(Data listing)
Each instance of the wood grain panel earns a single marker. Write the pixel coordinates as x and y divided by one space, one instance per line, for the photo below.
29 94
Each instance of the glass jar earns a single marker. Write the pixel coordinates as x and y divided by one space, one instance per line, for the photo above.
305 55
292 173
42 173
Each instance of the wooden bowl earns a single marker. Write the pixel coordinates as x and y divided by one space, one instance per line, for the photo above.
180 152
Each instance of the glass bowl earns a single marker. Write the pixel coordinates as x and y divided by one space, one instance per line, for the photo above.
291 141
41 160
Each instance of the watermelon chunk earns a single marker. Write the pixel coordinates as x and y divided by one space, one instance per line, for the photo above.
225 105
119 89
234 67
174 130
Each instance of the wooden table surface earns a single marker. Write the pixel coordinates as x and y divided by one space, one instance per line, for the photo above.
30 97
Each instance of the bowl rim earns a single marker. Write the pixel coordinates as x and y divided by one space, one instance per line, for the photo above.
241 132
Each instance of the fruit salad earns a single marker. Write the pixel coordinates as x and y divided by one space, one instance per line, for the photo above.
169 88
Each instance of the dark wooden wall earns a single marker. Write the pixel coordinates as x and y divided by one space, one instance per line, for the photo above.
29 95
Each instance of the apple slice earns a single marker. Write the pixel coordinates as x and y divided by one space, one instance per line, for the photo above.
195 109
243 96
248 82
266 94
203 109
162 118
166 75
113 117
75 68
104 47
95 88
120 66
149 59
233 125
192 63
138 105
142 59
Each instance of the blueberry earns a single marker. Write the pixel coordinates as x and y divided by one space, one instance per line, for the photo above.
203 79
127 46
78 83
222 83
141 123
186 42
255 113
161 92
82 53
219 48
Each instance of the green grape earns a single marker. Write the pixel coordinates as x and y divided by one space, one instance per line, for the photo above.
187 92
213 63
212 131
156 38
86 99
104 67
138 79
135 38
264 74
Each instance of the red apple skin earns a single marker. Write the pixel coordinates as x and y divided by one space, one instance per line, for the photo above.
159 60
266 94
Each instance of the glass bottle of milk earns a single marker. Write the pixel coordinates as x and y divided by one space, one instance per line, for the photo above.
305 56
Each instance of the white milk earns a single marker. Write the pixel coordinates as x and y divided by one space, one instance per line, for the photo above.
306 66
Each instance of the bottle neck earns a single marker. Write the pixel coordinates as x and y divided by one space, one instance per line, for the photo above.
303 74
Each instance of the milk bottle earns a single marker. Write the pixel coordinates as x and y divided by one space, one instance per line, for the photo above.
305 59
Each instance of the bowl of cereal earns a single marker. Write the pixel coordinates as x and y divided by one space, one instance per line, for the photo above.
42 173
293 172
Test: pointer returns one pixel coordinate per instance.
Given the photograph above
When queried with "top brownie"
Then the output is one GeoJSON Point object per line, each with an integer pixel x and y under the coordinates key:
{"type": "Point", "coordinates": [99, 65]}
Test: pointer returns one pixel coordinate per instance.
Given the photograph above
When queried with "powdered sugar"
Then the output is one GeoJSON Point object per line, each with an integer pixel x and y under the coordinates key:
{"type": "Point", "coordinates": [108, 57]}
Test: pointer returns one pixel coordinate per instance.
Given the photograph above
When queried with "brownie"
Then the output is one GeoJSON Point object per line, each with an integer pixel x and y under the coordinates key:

**Exercise:** Set down the listing in full, keeping every word exactly as it is.

**Final result:**
Each instance of the wood grain panel earns a single marker. Write the pixel coordinates as x and y divided by one space, one instance per line, for the photo below.
29 94
Each instance of the glass jar earns a single marker. Write the pixel coordinates as x and y divided by one space, one instance per line, for the photo above.
305 55
292 173
42 173
Each instance of the wooden bowl earns a single marker. Write the pixel coordinates as x and y divided by one space, one instance per line, for the photo above.
180 152
Each instance of the glass bowl earns a single marker. Write the pixel coordinates as x and y divided by one space, one instance per line, for the photo above.
291 141
41 160
Each instance of the watermelon chunk earns a single marker. Write the pixel coordinates as x and y divided by one space, one instance per line, for the photo above.
225 105
119 89
234 67
174 130
Each instance of the wooden table surface earns a single marker. Write the pixel coordinates as x and y divided by one space, one instance per line, for the photo above.
30 97
Each instance of the bowl rim earns a single marker. Write the pixel coordinates as x and y divided by one space, one instance per line, for the photo above.
241 132
Each instance of the fruit salad earns a single marker. Write the pixel coordinates as x and y divided by one space, one instance per line, for the photo above.
169 88
Each instance of the dark wooden wall earns a single marker. Write the pixel coordinates as x and y divided by one space, one instance per line, for the photo above.
29 95
Each instance of the apple slice earns a single marker. Write the pixel coordinates as x and y divided by one space, one instance per line, for the photo above.
195 109
243 96
248 82
266 94
203 109
162 118
166 75
113 117
75 68
104 47
95 88
120 66
149 59
233 125
192 63
138 105
142 59
Each instance of the blueberry earns a single marker. Write the pixel coordinates as x and y divided by one space, one instance per line, for the photo above.
203 79
127 46
78 83
222 83
141 123
186 42
255 113
161 92
82 53
219 48
Each instance of the green grape earns a single marker. Write the pixel coordinates as x and y divided by one space, one instance per line, for the photo above.
187 92
213 63
212 131
156 38
86 99
104 67
138 79
135 38
264 74
Each instance of the red apple skin earns a single marker. Write the pixel coordinates as x and y divided by one space, one instance per line, for the photo above.
159 60
266 94
Each instance of the glass bottle of milk earns a single marker. Write the pixel coordinates as x and y divided by one space, one instance per line, for the photo above.
305 56
Each instance of the white milk earns a single marker. Write the pixel coordinates as x and y divided by one space, one instance per line, for the photo above.
306 66
Each instance of the bottle neck earns a single marker. Write the pixel coordinates as x and y divided by one space, one instance per line, for the photo above.
303 74
Each instance of the milk bottle earns a single marker. Write the pixel coordinates as x and y divided by one space, one instance per line, for the photo above.
305 59
Each instance of the bowl of cereal earns a single marker. Write the pixel coordinates as x and y divided by one space, one instance per line, for the photo above.
42 173
293 172
Test: pointer returns one pixel coordinate per instance.
Given the photograph above
When queried with "top brownie"
Then the output is one GeoJSON Point object per line, each with an integer pixel x and y under the coordinates key:
{"type": "Point", "coordinates": [99, 65]}
Test: pointer returns one pixel coordinate per instance.
Given the photograph above
When queried with "powdered sugar"
Then the output is one GeoJSON Point object per line, each with an integer pixel x and y under the coordinates key:
{"type": "Point", "coordinates": [108, 57]}
Test: pointer returns one pixel coordinate per instance.
Given the photograph above
When queried with "brownie"
Then the output is one GeoJSON Point object per line, each with an integer pixel x and y under the coordinates key:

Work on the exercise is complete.